***** Text excerpt *****
Wearable devices are now used for a wide range of healthcare observation. One of the most important elements essential in data collection is the sensor. During recent years with improvement in semiconductor technology, sensors have made investigation of a full range of parameters closer to realization.

I. Introduction

The Internet of Things (IoT) is a new concept, providing the possibility of healthcare monitoring using wearable devices. The IoT is defined as the network of physical objects which are supported by embedded technology for data communication and sensors to interact with both internal and external objects states and the environment [1].
In the last decade, wearable devices have attracted much attention from the academic community and industry and have recently become very popular. The most relevant definition of wearable electronics is the following: “devices that can be worn or mated with human skin to continuously and closely monitor an individual's activities, without interrupting or limiting the user's motions” [2]. Table 1 provides more transparent information on the importance of wearable devices and the IoT market [3,4,5].
Today, the range of wearable systems, including micro-sensors seamlessly integrated into textiles, consumer electronics embedded in fashionable clothes [6], computerized watches, belt-worn personal computers (PCs) with a head mounted display [7], glasses [8], which are worn on various parts of the body [9] are designed for broadband operation. The field of wearable health monitoring systems is moving toward minimizing the size of wearable devices, measuring more vital signs, and sending secure and reliable data through smartphone technology. Although there has been an interest in observing comprehensive bio/non-bio medical data for the full monitoring of environmental, fitness, and medical data recently [10], but one obvious application of wearable systems is the monitoring of physiological parameters in the mobile environment. The majority of commercially available wearable devices are one-lead applications to monitor vital signs. However, most of such recreational devices are not suitable for the medical monitoring of high risk patients. Those devices that have been qualified for medical use are usually simple [11].
*****
**Task**
According to the wearable devices text, what are most recreational wearable devices not suitable for? Please rely only on the wearable devices text.
***** Record extracts *****
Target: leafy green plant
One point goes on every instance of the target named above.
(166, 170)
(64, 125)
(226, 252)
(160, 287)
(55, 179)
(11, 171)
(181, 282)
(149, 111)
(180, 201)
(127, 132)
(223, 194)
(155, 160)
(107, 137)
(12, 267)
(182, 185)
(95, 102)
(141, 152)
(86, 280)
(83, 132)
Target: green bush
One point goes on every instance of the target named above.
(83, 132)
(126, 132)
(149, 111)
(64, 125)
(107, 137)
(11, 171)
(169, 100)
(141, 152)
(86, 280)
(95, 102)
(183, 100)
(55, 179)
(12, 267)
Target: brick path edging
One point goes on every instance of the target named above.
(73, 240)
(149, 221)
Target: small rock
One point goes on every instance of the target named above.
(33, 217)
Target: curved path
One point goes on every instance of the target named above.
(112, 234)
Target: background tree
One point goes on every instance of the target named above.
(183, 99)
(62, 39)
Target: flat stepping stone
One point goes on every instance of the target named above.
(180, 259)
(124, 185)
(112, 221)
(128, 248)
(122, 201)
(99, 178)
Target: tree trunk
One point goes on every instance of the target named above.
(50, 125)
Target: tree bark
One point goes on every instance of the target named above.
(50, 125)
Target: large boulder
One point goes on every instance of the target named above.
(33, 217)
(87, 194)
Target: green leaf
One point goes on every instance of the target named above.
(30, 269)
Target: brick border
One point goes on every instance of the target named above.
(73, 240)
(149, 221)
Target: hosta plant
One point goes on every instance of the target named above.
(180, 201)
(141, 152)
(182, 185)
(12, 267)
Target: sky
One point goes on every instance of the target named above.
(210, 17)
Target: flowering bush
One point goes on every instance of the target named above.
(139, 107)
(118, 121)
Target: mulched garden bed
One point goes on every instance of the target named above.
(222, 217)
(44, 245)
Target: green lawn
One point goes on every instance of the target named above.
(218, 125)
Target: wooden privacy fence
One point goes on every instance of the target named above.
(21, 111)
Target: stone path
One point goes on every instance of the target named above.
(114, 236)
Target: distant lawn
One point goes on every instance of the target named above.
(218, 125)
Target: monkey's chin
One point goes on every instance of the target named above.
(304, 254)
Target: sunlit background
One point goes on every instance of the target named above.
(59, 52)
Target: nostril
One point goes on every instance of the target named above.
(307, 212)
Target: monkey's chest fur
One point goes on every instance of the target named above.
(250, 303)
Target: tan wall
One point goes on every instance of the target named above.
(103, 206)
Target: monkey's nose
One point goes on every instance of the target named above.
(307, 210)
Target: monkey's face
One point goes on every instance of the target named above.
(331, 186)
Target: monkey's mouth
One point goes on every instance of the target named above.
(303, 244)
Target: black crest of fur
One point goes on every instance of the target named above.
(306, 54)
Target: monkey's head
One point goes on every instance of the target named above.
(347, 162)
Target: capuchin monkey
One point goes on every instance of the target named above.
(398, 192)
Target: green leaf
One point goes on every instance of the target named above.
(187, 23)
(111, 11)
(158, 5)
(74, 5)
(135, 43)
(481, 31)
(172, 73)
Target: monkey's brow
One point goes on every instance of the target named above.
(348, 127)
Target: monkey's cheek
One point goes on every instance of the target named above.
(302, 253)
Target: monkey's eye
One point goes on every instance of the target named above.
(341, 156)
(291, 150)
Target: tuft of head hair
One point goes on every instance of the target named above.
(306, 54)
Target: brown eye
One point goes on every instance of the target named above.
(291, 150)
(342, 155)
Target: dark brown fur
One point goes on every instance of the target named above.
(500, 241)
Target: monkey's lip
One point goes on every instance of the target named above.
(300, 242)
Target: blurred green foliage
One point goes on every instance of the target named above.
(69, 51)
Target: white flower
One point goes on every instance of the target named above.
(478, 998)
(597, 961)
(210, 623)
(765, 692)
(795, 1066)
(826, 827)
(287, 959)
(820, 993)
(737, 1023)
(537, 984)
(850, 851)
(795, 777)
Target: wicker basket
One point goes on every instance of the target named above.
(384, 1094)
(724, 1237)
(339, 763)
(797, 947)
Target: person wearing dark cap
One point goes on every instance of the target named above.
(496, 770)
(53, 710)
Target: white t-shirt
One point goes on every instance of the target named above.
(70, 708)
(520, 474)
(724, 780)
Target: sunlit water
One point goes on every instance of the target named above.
*****
**Answer space**
The medical monitoring of high risk patients.